Stated goal:
Add 81 to every number in the answer coordinates, and write out each line in full, requests included, for the stretch from the line containing "Where can you see the wildflower" through the line containing "point(340, 88)". Leave the sample coordinates in the requests unchanged.

— BEGIN —

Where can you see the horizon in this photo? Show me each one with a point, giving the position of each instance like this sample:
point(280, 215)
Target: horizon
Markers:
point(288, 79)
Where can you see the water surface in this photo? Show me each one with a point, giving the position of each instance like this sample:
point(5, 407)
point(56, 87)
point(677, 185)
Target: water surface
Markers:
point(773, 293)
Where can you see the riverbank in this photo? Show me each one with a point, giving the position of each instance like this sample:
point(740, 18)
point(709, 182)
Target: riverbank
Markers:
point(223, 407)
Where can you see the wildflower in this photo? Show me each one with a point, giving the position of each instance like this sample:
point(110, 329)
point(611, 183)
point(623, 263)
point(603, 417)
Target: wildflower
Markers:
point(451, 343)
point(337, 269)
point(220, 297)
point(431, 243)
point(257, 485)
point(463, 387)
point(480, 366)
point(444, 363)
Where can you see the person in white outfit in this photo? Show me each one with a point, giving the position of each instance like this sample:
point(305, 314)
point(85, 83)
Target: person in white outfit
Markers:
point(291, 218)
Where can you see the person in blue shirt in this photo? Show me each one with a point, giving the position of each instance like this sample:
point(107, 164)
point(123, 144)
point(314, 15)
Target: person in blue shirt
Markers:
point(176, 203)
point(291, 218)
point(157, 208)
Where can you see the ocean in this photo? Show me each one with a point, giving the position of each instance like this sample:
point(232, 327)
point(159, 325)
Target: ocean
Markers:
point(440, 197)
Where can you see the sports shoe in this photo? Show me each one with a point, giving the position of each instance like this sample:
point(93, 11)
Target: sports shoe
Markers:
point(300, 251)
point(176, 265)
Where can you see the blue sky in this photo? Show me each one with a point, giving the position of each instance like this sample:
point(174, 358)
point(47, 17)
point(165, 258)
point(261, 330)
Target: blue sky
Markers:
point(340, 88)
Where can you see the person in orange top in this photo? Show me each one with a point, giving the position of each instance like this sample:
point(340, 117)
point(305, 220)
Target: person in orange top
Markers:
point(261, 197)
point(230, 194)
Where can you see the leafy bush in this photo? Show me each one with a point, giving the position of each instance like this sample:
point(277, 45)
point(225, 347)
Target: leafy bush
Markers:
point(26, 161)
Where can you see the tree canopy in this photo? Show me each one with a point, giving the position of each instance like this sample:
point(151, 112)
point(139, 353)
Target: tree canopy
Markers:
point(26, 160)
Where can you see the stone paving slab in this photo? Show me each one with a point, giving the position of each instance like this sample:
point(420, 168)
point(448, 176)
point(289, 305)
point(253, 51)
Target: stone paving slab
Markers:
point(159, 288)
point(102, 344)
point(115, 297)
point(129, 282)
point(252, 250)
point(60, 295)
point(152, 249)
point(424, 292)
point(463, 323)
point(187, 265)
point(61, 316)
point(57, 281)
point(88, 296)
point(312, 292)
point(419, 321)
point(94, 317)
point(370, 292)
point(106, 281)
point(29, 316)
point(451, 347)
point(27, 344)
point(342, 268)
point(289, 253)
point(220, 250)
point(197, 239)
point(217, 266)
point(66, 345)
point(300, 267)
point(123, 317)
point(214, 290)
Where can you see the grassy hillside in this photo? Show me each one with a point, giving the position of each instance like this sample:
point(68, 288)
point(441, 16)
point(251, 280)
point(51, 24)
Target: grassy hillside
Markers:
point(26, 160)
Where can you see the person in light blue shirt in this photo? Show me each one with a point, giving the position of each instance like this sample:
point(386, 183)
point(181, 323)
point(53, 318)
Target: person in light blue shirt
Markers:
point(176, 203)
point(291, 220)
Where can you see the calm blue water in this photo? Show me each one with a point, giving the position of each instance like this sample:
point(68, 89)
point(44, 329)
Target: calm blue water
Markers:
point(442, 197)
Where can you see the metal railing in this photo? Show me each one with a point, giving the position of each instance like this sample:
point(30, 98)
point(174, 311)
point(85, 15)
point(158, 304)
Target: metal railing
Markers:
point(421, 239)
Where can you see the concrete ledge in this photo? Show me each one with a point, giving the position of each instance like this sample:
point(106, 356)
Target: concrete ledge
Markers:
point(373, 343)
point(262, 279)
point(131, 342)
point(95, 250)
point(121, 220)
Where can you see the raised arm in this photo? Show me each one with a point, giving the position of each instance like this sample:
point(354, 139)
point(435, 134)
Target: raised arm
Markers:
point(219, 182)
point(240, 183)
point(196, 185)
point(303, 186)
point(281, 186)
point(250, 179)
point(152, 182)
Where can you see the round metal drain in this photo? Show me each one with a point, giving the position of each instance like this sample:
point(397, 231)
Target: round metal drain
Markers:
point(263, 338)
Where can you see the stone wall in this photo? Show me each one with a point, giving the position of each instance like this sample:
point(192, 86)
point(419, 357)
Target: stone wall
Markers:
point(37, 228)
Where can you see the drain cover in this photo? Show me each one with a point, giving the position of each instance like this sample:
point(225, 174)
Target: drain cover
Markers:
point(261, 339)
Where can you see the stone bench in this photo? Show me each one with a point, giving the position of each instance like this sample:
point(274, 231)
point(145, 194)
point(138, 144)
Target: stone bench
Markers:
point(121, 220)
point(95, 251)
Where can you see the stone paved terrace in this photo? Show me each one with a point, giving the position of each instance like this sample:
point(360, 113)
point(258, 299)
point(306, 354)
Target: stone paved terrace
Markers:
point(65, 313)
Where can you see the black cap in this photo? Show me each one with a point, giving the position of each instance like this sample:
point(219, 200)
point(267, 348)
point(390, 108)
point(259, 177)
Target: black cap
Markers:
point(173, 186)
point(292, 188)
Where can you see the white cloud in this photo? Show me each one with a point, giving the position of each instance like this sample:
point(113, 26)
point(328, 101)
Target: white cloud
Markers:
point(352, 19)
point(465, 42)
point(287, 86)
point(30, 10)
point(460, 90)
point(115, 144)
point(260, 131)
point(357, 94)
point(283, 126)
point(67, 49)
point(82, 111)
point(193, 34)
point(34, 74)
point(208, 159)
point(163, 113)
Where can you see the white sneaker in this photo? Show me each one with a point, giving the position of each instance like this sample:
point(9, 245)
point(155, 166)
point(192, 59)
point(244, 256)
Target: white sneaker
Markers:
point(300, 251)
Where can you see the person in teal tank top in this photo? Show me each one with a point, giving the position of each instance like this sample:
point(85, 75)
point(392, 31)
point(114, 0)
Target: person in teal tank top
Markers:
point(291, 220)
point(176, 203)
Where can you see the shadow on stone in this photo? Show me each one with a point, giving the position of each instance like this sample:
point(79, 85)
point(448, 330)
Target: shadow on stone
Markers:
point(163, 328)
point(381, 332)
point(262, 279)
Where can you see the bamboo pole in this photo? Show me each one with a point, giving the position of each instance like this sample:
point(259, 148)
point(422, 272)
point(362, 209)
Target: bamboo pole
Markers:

— END —

Response:
Where can you see the wildflower in this photo? Show me each one with a point, giving the position of each instance like this sample:
point(110, 329)
point(611, 183)
point(623, 263)
point(603, 417)
Target: wildflower
Markers:
point(532, 424)
point(418, 350)
point(301, 378)
point(512, 324)
point(338, 566)
point(544, 468)
point(561, 447)
point(525, 444)
Where can you see the person in white outfit in this photo? Show me each one with a point, giving the position of each instance like this sample:
point(305, 314)
point(85, 83)
Target: person in white outfit
Markers:
point(372, 299)
Where can you see the person in blue shirt in this photo? Show me each one with a point, giving the position of each instance like this sample:
point(107, 164)
point(123, 144)
point(314, 15)
Target: person in blue shirt
Markers:
point(257, 284)
point(372, 299)
point(238, 289)
Where can you see the ocean in this photo? Show me each one with a point, giving the position of each instance like this sample:
point(232, 327)
point(159, 325)
Target: ocean
Markers:
point(521, 278)
Where can you see the sports shoe in this photo? Show me each one with a point, giving the position of each instance like this sample:
point(93, 11)
Target: sports shoe
Markers:
point(381, 332)
point(257, 346)
Where can you see the blue sky in this photo? Show me each one with a point, giving the position of each instance like this sample:
point(174, 358)
point(47, 17)
point(165, 258)
point(261, 330)
Target: blue sky
Markers:
point(421, 169)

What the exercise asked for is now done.